#### [Collected data]
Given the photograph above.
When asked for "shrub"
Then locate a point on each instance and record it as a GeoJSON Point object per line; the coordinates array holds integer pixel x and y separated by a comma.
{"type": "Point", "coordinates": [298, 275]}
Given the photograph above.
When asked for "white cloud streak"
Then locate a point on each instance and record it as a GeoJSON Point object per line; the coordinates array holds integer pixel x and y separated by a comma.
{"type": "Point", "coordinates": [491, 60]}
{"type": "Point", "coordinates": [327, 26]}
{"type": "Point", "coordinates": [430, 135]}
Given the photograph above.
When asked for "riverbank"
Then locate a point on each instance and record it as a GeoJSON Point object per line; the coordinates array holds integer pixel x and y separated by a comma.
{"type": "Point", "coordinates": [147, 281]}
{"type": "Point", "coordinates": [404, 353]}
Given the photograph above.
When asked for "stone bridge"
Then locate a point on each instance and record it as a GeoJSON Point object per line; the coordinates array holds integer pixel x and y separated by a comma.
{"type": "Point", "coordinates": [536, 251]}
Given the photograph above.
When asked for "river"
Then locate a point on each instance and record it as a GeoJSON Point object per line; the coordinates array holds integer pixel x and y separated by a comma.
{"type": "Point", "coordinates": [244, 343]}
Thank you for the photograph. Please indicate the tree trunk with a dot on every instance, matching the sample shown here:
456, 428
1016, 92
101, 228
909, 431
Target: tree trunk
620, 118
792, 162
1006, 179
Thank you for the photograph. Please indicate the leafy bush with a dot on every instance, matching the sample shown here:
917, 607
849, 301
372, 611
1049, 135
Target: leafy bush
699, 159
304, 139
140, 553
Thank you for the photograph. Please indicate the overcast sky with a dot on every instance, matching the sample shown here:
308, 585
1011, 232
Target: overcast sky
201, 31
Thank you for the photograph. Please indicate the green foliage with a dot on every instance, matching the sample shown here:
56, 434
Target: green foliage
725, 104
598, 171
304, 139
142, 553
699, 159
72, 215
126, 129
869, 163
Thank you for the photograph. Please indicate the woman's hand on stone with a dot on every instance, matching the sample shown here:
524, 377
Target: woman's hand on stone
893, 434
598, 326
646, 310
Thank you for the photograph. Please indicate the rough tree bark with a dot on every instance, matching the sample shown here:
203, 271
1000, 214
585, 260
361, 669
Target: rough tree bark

#### [AIM OF THE EXERCISE]
Print the data above exactly as it reads.

#### [PROBLEM SOLUTION]
Given the photograph above.
When asked for "shrub"
Then locate a point on each instance and record it as a GeoJSON Point object per line; the coordinates array holds integer pixel x and y separated by a comma.
{"type": "Point", "coordinates": [298, 275]}
Given the photograph above.
When asked for "white cloud streak"
Then locate a point on each instance and record it as a GeoJSON Point object per line; the coordinates array holds integer pixel x and y separated by a comma.
{"type": "Point", "coordinates": [491, 60]}
{"type": "Point", "coordinates": [327, 26]}
{"type": "Point", "coordinates": [430, 135]}
Given the photograph above.
When asked for "riverbank"
Then locate a point on each instance and record it as a GeoJSON Point object per line; the coordinates array holds integer pixel x and y separated by a comma.
{"type": "Point", "coordinates": [147, 281]}
{"type": "Point", "coordinates": [404, 353]}
Given the photograph above.
When asked for "stone bridge"
Then locate a point on each instance and record it as a GeoJSON Point object per line; the coordinates array holds integer pixel x and y separated by a comma.
{"type": "Point", "coordinates": [536, 251]}
Given the photograph above.
When asked for "river"
Then locate a point on each instance and record it as a GeoJSON Point object per line; the coordinates array holds integer pixel x and y separated by a comma.
{"type": "Point", "coordinates": [244, 343]}
Thank you for the photograph. Please indicate the tree trunk with a dot on every instance, matching the sample shown here:
456, 428
1016, 92
101, 228
909, 431
Target: tree trunk
620, 118
792, 162
1006, 179
Thank you for the photograph. Please indicate the leafy bush with a dot on every instance, matching the sample shown here:
917, 607
849, 301
372, 611
1049, 135
Target: leafy bush
699, 159
304, 139
140, 553
Thank you for the photograph. Please indicate the overcast sky with a dot on every instance, matching the sample shown here:
308, 585
1011, 232
Target: overcast sky
201, 31
Thank you for the photograph. Please indicate the green foliage with a dot on every instance, matching the sample shown here:
56, 434
Target: green foliage
725, 104
598, 171
304, 139
142, 553
699, 159
72, 215
126, 129
869, 163
Thank you for the photograph. Please indicate the woman's hand on stone with a dot on every instance, matching the sample shown here:
524, 377
Target: woman's hand on stone
893, 434
598, 326
646, 310
Thank you for the photograph. Please indicate the rough tree bark with a dot on every instance, matching the sample shown here:
203, 271
1000, 214
585, 260
361, 669
Target: rough tree bark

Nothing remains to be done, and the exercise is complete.